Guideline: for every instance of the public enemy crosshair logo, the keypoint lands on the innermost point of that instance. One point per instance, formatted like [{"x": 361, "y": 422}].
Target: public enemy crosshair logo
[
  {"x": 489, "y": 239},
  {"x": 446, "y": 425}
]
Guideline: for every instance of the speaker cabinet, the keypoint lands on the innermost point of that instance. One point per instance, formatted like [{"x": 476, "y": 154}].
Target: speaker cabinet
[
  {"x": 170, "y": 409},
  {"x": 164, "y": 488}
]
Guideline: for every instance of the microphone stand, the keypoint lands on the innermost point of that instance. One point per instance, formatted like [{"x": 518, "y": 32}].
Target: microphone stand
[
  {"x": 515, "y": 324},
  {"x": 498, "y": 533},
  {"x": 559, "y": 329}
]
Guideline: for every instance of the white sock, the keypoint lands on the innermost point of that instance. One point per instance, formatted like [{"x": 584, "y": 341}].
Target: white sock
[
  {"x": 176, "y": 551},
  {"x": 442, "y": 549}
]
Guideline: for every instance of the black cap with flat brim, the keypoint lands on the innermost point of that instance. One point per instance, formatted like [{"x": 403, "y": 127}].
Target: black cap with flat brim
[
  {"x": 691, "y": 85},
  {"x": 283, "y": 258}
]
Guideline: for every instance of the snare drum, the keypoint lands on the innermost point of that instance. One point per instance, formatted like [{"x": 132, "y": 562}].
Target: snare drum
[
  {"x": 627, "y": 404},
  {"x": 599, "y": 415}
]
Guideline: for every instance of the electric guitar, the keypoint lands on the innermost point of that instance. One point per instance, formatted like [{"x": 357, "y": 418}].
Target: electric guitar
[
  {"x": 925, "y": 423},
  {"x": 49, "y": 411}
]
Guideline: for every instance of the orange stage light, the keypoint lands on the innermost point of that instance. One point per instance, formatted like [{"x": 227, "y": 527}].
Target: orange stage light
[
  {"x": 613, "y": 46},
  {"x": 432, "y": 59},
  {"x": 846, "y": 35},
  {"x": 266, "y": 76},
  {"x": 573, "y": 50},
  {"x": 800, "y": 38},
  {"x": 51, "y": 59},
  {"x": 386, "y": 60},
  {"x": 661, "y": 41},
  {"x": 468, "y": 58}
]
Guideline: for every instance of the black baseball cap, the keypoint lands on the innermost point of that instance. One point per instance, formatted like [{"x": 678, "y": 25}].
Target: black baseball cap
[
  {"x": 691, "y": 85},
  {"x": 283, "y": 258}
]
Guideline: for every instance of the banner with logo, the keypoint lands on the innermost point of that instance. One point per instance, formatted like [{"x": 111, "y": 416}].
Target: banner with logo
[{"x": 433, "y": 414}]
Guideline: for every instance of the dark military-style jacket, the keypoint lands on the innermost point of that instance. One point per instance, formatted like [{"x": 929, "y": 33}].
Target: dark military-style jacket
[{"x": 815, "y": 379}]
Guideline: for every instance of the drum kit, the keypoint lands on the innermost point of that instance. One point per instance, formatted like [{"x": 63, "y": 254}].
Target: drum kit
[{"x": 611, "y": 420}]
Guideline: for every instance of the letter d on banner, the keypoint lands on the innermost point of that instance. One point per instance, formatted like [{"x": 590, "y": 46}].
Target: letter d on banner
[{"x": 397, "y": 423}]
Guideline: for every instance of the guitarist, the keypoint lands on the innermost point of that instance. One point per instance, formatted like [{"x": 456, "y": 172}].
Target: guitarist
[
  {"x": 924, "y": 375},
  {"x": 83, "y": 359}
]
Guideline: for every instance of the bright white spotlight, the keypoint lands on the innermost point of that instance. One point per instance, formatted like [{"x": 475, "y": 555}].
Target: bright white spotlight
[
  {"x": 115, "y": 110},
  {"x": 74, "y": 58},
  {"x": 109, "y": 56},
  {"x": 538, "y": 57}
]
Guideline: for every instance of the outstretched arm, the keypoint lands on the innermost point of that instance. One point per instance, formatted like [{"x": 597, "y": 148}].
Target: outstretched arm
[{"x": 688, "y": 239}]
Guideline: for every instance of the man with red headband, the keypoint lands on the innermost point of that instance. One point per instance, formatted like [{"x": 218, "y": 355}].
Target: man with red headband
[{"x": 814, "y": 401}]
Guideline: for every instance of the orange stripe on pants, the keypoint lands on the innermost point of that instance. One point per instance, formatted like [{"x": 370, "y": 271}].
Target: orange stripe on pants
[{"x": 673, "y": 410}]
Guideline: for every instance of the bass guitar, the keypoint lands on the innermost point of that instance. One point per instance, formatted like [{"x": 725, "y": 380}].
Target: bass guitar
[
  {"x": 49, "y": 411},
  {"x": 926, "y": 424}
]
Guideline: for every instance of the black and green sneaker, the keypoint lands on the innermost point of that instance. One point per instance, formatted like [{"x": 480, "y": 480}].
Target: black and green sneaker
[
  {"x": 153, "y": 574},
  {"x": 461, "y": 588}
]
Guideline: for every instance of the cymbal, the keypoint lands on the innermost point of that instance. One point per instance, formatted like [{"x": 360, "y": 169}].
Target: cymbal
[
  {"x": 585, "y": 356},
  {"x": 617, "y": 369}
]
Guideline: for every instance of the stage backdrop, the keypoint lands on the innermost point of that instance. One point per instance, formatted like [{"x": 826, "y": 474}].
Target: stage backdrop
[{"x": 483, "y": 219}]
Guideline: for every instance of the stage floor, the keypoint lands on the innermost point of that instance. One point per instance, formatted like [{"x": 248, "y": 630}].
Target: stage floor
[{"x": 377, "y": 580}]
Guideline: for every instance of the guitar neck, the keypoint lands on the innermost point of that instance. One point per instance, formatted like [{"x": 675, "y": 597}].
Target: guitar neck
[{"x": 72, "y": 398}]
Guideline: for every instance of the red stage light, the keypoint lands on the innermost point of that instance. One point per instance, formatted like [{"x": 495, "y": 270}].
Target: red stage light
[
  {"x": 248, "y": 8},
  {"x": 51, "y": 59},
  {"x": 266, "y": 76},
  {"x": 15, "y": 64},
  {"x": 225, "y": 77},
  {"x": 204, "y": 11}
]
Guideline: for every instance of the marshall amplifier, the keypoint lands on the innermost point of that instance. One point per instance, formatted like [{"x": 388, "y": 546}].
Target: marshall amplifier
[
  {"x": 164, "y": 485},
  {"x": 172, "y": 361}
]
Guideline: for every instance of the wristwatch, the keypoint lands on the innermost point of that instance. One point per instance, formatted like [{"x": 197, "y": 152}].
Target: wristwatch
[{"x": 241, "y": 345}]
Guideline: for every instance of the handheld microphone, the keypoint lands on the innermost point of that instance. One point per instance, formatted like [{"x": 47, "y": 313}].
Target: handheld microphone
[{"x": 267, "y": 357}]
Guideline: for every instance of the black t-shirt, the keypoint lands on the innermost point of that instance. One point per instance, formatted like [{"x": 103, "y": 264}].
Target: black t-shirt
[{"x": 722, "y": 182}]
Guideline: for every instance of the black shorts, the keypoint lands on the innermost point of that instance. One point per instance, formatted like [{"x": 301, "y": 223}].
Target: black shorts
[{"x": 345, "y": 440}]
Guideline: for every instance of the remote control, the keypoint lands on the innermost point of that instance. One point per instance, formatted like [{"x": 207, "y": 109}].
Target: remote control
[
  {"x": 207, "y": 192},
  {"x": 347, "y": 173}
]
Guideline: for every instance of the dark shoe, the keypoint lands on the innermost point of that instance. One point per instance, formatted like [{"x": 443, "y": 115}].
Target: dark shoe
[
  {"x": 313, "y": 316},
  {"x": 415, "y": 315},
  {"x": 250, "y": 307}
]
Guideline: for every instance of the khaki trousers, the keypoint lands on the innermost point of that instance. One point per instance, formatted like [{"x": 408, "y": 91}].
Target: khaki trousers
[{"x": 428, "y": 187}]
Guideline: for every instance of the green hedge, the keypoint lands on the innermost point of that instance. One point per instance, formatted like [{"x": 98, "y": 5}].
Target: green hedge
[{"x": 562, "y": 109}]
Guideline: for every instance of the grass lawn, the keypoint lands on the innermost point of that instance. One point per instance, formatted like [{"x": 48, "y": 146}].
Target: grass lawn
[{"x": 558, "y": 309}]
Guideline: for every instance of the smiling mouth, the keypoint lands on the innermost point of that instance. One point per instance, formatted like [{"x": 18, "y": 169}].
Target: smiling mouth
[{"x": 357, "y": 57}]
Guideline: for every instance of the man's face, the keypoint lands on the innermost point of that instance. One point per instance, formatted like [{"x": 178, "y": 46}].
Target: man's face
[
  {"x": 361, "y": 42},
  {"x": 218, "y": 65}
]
###
:: Task directions ::
Return, word for word, each line from the line that contains "Guideline: for every instance of the dark shoe, the" to the end of the listing above; include both end lines and nothing else.

:: Task output ::
Guideline: for every instance of the dark shoe, the keypoint lands on the innermost point of that instance. One point per instance, formatted like [{"x": 443, "y": 115}].
Target: dark shoe
[
  {"x": 313, "y": 316},
  {"x": 415, "y": 315},
  {"x": 250, "y": 307}
]
Guideline: for every instance of the khaki trousers, the keypoint lands on the innermost point of that instance. One point per instance, formatted like [{"x": 408, "y": 91}].
Target: khaki trousers
[{"x": 428, "y": 187}]
Guideline: for every instance of the green hedge, the keypoint lands on the innermost point of that instance. One point per instance, formatted like [{"x": 98, "y": 5}].
Target: green hedge
[{"x": 562, "y": 109}]
Guideline: for every instance of the grass lawn, the keypoint lands on the innermost point of that instance. One point per instance, formatted like [{"x": 48, "y": 146}].
Target: grass lawn
[{"x": 558, "y": 309}]
Guideline: for every instance of the smiling mouth, the keypoint lands on the innermost point of that instance. One point per instance, formatted like [{"x": 18, "y": 169}].
Target: smiling mouth
[{"x": 357, "y": 57}]
Guideline: for every instance of the man's face, the keypoint lands on the innermost point of that instance. One point per instance, formatted like [{"x": 178, "y": 46}].
Target: man's face
[
  {"x": 361, "y": 42},
  {"x": 218, "y": 65}
]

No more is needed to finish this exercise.